**Work instructions**.
Please read the records below and return each line holding the string "pepper".

[Opening Recorded information section]

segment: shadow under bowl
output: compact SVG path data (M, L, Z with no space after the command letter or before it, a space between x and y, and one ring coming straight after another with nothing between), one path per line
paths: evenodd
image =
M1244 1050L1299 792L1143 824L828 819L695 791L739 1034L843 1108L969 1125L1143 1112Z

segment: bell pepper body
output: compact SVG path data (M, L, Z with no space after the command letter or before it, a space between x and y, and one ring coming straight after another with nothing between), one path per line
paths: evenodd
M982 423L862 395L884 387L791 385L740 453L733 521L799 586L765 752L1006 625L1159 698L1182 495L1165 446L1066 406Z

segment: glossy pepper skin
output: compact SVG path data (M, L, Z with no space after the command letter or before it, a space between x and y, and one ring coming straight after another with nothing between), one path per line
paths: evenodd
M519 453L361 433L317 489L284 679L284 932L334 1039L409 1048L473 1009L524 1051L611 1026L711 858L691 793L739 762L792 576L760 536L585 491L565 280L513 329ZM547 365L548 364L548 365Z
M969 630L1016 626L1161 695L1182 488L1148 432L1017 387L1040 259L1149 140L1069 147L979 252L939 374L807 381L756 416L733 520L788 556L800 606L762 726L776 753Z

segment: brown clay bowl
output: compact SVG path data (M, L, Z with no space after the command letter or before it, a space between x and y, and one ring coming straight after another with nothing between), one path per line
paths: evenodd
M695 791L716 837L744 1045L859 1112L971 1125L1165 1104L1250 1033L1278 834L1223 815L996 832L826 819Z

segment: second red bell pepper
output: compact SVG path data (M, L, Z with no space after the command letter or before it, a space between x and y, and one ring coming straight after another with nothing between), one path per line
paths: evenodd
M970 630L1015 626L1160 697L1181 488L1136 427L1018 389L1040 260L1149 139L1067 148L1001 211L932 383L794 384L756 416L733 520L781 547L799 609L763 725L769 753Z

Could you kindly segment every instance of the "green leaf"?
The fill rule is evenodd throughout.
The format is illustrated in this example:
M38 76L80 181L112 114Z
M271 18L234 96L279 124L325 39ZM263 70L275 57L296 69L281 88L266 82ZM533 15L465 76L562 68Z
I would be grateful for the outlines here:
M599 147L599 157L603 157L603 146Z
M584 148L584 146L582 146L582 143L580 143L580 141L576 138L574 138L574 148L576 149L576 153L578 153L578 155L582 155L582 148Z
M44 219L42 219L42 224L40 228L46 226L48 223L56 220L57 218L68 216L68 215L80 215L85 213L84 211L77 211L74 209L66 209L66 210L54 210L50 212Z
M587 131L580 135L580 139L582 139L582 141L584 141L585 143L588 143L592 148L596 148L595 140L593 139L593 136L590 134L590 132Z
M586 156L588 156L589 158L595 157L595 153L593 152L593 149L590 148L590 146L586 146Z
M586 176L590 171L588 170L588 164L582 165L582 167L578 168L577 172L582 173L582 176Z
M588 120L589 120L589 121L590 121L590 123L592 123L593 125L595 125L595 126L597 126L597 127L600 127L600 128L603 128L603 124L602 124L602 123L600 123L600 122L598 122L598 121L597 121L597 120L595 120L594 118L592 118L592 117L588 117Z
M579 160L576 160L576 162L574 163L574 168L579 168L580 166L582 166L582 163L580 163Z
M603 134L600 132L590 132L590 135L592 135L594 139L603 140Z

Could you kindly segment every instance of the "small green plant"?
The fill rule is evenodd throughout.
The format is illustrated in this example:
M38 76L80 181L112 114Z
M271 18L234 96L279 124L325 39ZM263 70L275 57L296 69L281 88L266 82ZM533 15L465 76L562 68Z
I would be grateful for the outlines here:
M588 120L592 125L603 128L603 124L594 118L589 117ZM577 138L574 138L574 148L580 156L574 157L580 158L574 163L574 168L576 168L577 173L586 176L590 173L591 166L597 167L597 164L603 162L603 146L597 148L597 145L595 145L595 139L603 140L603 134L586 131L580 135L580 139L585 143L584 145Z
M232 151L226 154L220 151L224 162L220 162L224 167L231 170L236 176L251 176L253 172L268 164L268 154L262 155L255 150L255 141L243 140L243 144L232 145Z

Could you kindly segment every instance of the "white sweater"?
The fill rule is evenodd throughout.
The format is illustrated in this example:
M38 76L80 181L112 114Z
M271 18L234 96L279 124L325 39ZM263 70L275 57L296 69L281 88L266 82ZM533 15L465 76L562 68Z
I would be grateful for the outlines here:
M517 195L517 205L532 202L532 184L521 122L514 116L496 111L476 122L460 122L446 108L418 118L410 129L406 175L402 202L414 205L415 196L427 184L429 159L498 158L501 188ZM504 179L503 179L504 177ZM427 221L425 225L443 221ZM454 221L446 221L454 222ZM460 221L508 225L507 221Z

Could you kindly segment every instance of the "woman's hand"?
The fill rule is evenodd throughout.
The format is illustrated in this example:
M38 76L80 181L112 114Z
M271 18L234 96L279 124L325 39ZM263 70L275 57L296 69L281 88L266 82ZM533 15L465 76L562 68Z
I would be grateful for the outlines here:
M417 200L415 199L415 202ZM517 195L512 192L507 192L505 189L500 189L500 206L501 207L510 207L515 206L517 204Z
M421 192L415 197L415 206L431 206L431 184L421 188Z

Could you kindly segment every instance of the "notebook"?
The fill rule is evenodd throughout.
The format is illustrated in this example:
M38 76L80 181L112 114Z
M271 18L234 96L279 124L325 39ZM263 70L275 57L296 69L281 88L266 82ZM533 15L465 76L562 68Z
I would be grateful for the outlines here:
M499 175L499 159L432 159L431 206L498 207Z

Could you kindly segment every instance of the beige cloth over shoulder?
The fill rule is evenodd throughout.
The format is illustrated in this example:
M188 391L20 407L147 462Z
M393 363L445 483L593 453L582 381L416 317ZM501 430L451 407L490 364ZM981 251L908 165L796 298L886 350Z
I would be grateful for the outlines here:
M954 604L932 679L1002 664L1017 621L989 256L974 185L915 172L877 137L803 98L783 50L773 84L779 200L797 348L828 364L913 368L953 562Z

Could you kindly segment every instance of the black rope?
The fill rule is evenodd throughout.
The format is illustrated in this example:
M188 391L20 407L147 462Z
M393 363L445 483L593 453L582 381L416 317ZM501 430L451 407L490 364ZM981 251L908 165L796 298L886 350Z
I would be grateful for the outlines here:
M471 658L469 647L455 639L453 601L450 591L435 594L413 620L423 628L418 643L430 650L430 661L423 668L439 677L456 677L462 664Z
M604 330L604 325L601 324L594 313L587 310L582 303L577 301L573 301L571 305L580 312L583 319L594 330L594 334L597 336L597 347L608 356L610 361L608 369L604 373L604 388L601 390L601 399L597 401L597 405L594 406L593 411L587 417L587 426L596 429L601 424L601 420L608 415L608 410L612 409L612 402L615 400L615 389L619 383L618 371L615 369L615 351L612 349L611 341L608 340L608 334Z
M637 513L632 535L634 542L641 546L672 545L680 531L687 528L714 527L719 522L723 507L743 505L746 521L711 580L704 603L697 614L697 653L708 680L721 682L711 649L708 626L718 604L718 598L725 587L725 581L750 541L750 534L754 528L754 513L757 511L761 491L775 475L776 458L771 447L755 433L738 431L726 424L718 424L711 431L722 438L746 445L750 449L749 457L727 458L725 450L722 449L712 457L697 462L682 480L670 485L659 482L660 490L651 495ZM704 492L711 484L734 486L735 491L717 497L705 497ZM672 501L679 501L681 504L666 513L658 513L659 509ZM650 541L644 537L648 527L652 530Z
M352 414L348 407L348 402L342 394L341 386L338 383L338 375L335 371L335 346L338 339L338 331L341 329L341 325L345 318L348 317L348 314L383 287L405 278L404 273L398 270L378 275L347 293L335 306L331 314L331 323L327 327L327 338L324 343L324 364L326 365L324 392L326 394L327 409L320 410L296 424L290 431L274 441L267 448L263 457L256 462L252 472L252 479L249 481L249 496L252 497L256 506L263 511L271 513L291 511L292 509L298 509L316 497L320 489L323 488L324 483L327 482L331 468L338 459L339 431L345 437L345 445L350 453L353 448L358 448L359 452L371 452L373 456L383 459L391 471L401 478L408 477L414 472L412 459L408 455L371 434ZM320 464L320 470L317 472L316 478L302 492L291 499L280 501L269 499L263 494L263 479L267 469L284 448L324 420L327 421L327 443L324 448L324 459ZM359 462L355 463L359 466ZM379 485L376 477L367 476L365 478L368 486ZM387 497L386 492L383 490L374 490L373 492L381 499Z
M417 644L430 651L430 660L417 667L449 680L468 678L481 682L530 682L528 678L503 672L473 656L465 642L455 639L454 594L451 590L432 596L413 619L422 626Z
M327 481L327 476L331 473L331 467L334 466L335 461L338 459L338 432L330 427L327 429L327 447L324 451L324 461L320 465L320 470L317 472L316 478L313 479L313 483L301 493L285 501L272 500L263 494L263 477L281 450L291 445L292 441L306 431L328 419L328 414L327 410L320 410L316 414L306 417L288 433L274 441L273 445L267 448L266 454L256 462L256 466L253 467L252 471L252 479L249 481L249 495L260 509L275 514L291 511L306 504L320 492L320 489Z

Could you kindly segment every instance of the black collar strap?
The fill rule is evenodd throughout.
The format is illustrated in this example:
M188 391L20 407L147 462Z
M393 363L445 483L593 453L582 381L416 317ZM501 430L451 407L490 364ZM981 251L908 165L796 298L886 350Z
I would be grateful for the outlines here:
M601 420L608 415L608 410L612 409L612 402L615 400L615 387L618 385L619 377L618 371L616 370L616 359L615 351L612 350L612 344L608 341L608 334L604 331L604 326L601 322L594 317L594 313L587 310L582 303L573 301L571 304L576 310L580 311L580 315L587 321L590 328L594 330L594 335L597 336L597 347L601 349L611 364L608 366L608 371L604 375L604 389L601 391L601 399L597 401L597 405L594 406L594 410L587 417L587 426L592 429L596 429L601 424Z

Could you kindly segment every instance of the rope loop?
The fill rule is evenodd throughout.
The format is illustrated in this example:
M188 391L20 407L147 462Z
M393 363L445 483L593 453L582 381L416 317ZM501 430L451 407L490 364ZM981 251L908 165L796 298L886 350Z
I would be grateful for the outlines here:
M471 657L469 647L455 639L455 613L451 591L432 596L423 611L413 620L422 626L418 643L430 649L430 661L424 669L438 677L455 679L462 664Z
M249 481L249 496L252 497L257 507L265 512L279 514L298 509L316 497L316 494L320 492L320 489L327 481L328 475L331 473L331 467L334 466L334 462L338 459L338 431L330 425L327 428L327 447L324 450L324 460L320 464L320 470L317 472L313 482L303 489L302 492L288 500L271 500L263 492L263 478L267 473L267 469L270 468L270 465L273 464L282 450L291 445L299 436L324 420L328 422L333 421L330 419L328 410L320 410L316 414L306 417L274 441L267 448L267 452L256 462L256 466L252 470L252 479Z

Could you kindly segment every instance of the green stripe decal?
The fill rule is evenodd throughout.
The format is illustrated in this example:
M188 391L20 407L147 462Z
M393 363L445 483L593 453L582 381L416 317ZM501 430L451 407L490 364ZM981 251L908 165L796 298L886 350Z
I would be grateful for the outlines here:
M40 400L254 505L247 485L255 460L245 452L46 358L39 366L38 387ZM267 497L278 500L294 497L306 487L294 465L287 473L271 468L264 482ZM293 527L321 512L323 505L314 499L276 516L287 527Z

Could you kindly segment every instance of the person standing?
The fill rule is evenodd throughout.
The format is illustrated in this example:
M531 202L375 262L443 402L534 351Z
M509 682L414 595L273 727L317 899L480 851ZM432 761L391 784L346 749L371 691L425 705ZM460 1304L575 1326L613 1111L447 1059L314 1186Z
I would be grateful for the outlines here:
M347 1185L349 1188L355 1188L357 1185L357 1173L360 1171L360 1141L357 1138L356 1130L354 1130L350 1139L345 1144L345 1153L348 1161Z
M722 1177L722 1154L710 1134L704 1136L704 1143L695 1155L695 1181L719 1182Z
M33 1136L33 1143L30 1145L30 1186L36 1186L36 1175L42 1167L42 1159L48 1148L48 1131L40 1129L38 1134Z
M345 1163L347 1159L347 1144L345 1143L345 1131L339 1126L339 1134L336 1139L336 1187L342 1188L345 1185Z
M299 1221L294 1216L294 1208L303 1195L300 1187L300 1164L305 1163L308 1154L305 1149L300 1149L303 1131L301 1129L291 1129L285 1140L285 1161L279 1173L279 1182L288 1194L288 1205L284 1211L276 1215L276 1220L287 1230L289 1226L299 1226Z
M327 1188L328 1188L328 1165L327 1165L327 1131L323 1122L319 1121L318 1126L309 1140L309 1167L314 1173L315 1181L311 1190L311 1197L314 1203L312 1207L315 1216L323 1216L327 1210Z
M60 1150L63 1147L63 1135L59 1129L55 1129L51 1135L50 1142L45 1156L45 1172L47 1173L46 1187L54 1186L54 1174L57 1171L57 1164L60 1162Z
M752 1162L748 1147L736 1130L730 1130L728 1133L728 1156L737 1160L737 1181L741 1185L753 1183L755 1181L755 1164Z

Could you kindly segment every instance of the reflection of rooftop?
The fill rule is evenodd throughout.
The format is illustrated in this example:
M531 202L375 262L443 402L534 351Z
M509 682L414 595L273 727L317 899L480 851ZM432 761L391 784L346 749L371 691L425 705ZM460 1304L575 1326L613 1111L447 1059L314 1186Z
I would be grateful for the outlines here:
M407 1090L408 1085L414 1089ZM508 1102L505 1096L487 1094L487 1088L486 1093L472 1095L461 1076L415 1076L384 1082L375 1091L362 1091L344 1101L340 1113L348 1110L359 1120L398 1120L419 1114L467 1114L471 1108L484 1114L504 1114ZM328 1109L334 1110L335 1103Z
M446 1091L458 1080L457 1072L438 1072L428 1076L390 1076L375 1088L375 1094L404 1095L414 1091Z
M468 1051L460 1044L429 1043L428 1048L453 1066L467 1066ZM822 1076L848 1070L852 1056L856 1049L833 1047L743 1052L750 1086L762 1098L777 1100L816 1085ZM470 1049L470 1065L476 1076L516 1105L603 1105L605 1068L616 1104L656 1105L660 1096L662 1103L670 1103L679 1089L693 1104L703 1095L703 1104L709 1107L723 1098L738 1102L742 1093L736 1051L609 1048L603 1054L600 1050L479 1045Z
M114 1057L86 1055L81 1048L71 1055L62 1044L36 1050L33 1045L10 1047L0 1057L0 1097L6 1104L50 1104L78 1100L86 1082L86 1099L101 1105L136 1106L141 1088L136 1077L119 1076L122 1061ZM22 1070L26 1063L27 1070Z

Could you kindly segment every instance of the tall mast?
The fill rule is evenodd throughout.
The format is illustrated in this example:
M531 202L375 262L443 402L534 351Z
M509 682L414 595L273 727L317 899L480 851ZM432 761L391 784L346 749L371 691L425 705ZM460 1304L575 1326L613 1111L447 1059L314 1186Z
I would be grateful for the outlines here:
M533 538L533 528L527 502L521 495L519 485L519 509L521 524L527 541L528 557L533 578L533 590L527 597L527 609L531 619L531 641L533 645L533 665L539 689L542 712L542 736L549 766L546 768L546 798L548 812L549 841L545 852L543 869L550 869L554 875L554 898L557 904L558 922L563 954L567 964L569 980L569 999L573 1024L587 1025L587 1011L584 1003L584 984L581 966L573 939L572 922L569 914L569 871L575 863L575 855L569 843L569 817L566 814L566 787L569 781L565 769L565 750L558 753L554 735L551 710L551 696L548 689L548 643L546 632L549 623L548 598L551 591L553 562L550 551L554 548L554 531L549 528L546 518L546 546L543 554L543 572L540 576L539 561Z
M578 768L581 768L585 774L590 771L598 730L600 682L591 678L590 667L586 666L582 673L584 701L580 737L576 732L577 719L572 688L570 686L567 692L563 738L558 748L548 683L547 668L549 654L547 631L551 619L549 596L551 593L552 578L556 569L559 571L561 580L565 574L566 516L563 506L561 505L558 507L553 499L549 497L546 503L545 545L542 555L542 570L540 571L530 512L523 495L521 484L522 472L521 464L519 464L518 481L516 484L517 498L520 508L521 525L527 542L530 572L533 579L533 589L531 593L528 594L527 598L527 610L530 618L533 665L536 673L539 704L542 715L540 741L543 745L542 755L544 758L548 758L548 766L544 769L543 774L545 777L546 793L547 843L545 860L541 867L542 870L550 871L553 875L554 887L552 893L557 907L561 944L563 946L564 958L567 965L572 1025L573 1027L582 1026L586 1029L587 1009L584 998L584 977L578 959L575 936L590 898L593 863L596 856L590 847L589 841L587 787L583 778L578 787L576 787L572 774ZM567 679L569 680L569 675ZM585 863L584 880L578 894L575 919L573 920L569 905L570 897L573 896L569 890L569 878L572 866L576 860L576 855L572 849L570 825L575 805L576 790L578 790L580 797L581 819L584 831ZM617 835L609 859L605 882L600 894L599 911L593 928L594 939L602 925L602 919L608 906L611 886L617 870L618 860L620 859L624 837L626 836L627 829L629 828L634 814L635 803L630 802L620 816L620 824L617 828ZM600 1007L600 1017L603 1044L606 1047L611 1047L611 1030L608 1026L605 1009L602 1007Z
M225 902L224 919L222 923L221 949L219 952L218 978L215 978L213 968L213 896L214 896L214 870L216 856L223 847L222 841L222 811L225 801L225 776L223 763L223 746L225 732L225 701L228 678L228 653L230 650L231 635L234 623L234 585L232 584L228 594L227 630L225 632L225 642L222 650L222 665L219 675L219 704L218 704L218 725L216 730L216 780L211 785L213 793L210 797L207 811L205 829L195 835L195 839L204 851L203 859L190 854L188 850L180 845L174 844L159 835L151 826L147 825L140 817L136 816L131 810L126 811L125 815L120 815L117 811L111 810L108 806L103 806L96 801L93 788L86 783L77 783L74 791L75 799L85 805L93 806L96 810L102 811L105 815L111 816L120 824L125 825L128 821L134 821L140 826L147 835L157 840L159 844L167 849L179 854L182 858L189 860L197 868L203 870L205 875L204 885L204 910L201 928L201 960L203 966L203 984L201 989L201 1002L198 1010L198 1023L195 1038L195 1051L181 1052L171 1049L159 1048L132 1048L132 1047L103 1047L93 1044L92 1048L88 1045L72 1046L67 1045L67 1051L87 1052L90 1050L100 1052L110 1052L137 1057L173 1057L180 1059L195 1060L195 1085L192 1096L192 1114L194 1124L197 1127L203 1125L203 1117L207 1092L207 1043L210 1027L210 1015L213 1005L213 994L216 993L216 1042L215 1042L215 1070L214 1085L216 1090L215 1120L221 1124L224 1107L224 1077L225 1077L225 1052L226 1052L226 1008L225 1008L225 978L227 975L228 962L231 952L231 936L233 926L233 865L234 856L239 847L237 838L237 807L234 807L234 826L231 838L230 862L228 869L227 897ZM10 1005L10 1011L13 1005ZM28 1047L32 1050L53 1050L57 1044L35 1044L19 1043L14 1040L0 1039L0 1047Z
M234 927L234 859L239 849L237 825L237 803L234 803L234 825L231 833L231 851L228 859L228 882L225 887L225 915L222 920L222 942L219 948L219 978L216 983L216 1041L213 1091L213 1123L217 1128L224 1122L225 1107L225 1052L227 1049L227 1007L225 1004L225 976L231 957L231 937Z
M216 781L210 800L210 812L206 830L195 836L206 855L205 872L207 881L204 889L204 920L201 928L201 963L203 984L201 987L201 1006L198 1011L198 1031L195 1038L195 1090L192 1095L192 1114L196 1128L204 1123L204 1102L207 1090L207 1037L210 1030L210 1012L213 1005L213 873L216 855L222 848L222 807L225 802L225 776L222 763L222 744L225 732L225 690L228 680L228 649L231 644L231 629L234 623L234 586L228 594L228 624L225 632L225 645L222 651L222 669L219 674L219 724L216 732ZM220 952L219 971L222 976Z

[Closing Recorded information section]

**Task solution**.
segment: bell pepper body
segment: glossy pepper skin
segment: second red bell pepper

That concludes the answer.